## Set of tasks
1. Which entries in the tough time line of the text excerpt on investor impatience are wars?
2. In the text excerpt on investor impatience, why does the writer consider the "The Hindu" headline about the new US rule overstated?
3. Extend the text excerpt on investor impatience from where it stops.

One important point I noticed in the recent years is that the people lack patience, especially we Indians. I see my office cab driver is not even ready to wait for 5 seconds to allow a vehicle in the front to take right, the moment he sees the vehicle in the front taking right starts sneaking into left lane blocking the traffic on the left side. Eventually creating the mess.

The same analogy applies to the market. In the era of fear mongering media, an issue like Greece Debt become a big threat to Indian market because it’s part of EU blah blah blah… In the way when the news daily “The Hindu” wrote an article “New US rule a blow to Indian pharma exporters” but the fact is that it’s applicable for only gov orders. How was the reaction ? Alembic Pharma tanked 20% so are others.

We should remember market’s have gone through the tough time line “Gulf WAR/ Kargil WAR/ 911 WTC attacks/ 2611 Mumbai Attacks/ Afghanistan Invasion/ Iraq Invasion/ Syria Power Tussle/Sanctions on Iran/North Korea nuclear Test/Russia Creamea Takeover/ US-Russia Cold War/” and given us the best returns.

Referring expression data:
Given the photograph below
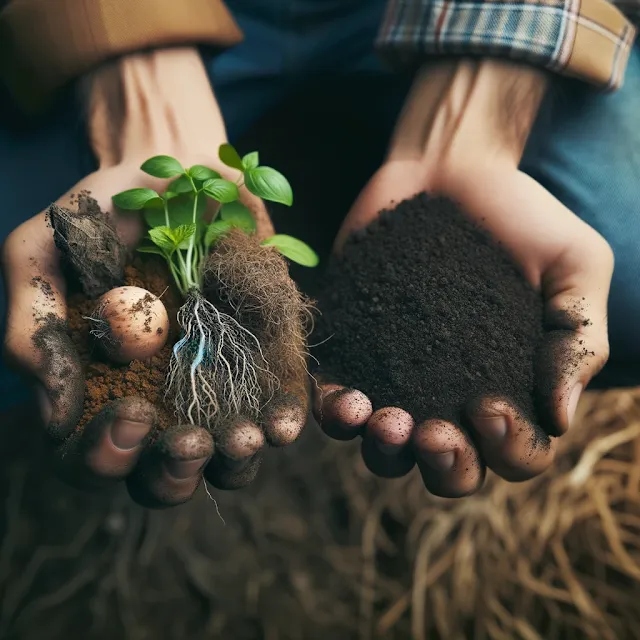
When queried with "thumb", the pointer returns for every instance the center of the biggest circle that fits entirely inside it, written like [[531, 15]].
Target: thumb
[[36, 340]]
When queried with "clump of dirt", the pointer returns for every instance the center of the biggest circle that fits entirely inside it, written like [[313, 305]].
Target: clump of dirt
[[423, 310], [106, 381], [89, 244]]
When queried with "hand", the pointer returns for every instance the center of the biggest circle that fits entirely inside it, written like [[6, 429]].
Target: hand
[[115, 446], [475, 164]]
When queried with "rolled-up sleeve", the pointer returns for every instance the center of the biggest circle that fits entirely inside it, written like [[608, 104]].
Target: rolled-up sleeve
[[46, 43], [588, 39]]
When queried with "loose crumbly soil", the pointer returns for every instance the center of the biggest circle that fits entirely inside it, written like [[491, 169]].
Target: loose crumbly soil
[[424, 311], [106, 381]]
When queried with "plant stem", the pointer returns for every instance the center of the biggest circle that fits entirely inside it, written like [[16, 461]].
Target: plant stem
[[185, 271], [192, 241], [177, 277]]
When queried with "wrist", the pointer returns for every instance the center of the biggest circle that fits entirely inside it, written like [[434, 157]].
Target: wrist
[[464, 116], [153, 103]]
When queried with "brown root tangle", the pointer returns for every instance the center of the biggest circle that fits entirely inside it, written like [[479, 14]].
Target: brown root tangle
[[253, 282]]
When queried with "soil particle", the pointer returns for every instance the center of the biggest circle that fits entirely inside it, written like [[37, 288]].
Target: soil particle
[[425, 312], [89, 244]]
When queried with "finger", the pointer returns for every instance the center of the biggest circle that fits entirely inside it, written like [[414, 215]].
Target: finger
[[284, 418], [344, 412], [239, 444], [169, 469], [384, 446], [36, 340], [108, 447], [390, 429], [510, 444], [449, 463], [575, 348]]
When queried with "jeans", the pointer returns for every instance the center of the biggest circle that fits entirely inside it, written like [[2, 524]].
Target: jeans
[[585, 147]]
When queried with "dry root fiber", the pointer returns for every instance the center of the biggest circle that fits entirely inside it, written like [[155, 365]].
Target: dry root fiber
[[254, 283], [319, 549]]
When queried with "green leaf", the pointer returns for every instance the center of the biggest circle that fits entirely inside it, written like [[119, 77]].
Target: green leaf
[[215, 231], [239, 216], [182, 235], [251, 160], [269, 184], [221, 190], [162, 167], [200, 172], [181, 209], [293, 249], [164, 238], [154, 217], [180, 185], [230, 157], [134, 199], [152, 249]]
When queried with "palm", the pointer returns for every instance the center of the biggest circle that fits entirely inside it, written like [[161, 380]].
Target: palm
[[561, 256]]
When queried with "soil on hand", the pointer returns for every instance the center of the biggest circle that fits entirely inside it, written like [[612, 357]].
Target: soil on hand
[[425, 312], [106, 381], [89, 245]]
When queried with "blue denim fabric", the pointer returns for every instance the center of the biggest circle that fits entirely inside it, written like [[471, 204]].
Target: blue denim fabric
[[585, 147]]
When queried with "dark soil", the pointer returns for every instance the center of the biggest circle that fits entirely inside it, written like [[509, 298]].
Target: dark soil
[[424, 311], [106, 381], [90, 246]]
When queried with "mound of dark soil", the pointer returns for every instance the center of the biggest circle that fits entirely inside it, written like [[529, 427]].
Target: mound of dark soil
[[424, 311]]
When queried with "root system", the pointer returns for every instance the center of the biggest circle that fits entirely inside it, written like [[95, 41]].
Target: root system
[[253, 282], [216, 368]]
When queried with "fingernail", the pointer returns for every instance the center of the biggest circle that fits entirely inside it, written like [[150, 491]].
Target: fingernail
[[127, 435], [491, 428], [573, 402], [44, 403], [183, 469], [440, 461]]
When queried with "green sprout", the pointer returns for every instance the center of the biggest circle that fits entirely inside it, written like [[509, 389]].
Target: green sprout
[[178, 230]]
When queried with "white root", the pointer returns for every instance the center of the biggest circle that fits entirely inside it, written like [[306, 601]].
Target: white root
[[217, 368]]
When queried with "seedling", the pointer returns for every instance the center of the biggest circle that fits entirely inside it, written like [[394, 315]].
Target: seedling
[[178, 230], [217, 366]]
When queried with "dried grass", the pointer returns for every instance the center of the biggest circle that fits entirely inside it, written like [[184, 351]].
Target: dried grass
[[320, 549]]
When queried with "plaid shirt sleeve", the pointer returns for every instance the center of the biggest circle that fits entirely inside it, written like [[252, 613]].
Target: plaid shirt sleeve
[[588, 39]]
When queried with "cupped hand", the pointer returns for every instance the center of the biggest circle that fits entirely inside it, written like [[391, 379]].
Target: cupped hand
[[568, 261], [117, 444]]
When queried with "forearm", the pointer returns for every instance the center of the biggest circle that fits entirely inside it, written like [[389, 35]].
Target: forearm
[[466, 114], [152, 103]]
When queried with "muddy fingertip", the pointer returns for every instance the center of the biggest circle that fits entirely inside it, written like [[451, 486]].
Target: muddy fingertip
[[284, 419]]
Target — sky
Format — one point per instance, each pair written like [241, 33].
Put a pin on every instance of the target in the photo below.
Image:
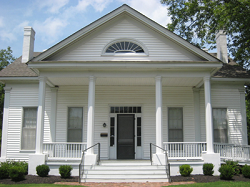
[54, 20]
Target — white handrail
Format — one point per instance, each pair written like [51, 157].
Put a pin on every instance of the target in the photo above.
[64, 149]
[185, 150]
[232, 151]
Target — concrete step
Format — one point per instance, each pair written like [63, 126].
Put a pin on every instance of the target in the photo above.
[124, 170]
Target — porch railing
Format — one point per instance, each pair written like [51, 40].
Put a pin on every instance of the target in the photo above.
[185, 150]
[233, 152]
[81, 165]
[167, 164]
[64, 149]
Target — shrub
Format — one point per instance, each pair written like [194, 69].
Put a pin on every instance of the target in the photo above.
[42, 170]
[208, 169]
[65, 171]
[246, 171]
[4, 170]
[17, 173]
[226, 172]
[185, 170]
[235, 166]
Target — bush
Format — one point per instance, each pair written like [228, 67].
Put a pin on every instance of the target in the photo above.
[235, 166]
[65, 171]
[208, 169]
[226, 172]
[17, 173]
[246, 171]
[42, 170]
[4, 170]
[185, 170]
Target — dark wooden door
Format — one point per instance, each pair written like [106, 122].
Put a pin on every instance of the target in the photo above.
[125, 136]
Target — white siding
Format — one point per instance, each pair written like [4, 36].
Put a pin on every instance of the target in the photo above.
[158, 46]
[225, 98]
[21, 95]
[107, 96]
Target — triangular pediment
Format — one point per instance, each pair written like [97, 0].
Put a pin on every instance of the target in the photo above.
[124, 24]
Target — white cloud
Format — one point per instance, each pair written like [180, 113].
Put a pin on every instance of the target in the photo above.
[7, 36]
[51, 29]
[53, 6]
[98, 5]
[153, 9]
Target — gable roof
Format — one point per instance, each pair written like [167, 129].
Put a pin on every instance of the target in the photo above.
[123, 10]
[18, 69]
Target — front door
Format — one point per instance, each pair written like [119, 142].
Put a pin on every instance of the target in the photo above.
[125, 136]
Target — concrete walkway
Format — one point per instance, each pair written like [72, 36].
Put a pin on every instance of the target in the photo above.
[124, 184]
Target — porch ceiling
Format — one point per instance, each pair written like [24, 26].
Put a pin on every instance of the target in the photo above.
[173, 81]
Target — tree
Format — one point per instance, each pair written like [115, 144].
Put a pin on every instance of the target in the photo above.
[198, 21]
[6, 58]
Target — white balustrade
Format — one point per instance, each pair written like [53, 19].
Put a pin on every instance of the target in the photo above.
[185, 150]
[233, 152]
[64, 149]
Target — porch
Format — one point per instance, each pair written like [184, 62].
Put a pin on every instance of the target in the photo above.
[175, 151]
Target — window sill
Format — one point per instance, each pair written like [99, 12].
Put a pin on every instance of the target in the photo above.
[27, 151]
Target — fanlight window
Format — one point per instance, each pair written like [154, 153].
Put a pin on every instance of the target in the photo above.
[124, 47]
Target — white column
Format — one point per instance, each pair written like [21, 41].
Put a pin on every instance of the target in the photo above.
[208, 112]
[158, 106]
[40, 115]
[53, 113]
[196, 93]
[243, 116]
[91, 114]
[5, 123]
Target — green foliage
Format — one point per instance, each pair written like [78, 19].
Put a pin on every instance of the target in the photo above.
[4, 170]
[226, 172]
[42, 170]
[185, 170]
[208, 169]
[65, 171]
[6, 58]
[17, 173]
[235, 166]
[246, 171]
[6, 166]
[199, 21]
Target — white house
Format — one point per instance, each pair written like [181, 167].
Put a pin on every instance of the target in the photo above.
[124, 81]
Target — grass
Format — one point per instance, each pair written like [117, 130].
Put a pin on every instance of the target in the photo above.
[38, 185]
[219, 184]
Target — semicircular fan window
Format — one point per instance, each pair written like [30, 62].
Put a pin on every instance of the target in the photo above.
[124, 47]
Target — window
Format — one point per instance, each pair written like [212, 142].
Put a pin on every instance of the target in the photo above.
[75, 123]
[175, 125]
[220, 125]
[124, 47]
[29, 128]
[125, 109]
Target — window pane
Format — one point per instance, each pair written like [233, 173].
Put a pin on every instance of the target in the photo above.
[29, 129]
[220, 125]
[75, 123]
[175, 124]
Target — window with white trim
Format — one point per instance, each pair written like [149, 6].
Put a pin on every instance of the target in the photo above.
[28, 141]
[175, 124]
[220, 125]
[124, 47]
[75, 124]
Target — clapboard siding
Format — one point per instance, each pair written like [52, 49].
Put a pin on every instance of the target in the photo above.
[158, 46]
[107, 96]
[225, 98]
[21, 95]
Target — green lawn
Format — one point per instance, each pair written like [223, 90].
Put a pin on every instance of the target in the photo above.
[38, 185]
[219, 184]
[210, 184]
* * *
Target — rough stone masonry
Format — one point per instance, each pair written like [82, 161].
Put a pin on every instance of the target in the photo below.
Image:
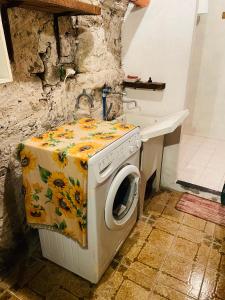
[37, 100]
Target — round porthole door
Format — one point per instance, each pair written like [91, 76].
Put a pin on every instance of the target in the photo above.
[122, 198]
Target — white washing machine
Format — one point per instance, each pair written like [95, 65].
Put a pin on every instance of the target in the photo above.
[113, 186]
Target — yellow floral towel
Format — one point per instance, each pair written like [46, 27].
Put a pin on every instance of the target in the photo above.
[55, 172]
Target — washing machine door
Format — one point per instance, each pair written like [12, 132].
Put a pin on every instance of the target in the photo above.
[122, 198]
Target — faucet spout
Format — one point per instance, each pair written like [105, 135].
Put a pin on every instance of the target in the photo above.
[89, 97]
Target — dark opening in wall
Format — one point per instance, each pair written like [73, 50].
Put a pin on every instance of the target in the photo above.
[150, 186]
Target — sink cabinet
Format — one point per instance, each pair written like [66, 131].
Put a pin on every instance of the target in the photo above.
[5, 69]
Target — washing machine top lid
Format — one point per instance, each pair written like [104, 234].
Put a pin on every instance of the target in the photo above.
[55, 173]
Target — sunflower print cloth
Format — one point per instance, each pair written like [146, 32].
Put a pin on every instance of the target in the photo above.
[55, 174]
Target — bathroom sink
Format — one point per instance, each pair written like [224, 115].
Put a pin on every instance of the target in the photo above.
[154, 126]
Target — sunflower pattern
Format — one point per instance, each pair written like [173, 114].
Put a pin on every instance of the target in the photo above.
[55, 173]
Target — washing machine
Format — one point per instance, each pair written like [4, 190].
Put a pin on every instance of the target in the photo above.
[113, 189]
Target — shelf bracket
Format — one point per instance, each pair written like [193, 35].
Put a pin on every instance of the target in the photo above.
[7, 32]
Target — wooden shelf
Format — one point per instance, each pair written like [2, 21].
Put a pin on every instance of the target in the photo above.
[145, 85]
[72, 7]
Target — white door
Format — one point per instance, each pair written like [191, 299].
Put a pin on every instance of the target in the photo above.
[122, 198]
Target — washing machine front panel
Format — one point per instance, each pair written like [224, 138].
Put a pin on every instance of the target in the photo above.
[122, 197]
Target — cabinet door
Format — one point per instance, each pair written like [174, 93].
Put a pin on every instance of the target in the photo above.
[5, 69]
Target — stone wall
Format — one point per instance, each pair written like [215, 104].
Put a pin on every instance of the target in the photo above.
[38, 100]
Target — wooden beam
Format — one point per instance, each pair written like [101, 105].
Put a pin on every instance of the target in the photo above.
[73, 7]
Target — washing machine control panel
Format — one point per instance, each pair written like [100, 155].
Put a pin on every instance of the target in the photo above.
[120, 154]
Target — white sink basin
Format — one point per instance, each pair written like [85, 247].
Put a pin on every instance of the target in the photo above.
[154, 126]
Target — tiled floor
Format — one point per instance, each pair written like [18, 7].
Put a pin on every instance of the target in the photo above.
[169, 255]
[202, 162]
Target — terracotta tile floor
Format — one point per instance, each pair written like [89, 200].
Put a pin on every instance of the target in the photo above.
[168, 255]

## Activity answers
1. Gulf WAR, Kargil WAR, and US-Russia Cold War.

2. The writer notes that the new US rule applies only to government orders, so calling it a blow to Indian pharma exporters exaggerates its reach.

3.
Only thing that worries me is China slowdown but it will recover in couple of year. Anyway if investment horizon is 5 years or above then no worries at all.

Here comes patience!!!
If we have selected a best investment i.e. the investment that passes the scuttlebutt, value-investing philosophy with good MOAT and ethical promoters then no need to be panic in the short term (meaning 1- 2 years) volatility shouldn’t shake us. Rather they should be an opportunity to add more which we missed during the bull periods. When market market recovers it will create wonders!!